| Short exercise |
Please find each line in the data below that contains the string "cone" and copy those lines out. Letter case must match.

| Entries |

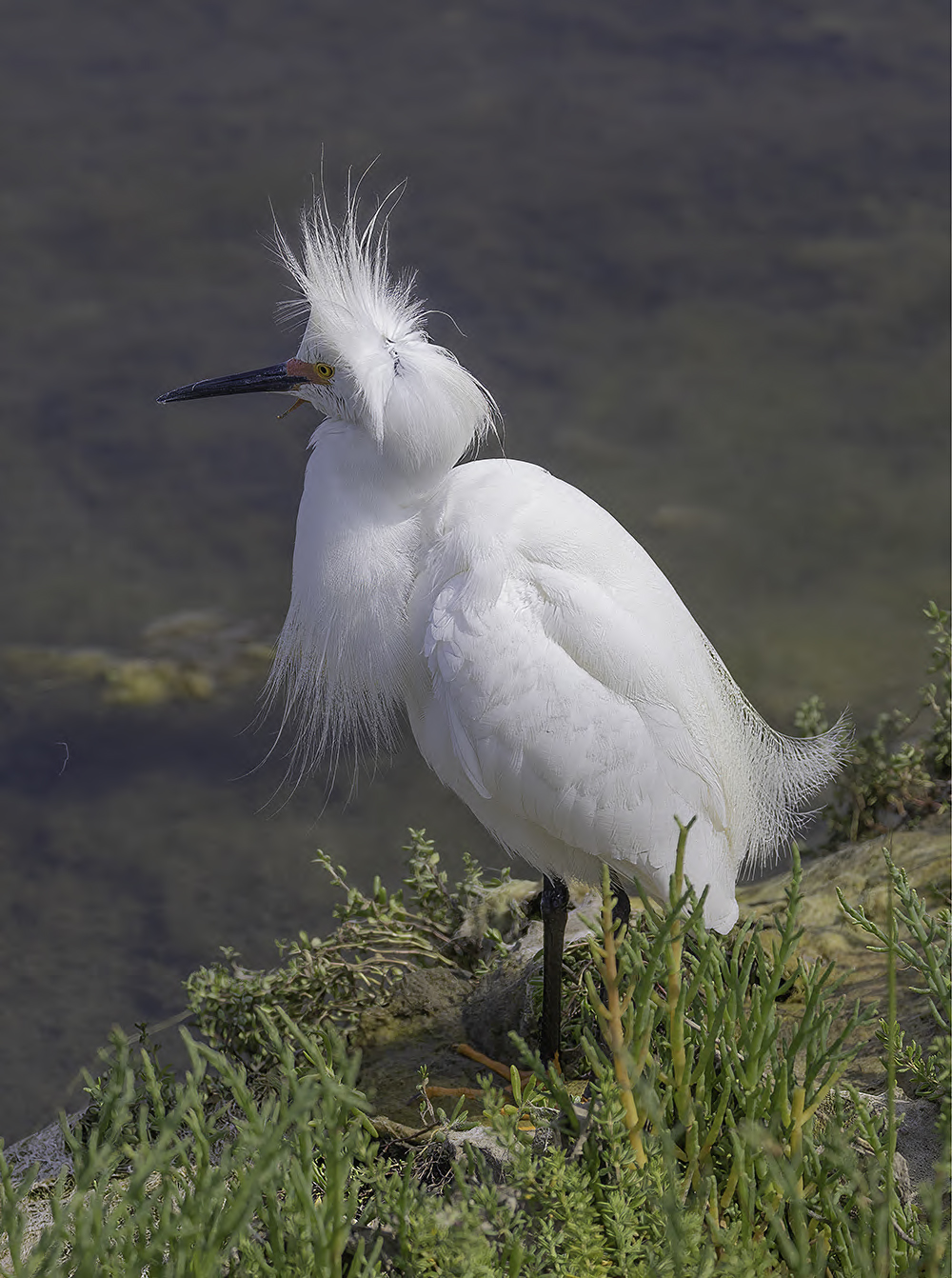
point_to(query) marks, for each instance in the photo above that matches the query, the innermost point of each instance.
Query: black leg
...
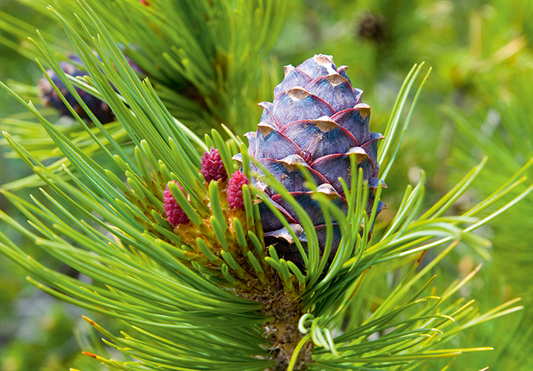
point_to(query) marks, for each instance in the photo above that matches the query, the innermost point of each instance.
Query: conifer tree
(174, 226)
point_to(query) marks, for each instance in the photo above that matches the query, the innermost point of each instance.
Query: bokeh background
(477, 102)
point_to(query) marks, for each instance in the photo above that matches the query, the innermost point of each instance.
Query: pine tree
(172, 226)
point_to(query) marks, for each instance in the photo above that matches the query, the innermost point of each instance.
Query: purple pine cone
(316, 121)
--
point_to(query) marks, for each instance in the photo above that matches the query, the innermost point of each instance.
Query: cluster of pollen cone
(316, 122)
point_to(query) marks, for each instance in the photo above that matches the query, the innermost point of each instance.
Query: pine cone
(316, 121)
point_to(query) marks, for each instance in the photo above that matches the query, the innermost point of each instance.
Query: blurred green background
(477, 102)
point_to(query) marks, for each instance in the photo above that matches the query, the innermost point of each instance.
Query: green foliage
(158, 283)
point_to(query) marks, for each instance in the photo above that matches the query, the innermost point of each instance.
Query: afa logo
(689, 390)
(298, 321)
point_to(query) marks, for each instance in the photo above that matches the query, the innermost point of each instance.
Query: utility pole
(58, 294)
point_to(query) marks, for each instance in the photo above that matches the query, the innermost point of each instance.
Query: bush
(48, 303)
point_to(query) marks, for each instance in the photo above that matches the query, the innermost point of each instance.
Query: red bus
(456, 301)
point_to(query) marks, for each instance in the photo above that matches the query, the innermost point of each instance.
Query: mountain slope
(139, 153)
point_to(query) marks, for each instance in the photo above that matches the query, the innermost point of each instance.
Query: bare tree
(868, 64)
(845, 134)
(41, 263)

| Task answer |
Query: purple pine cone
Query: cluster of pollen cone
Query: pine cone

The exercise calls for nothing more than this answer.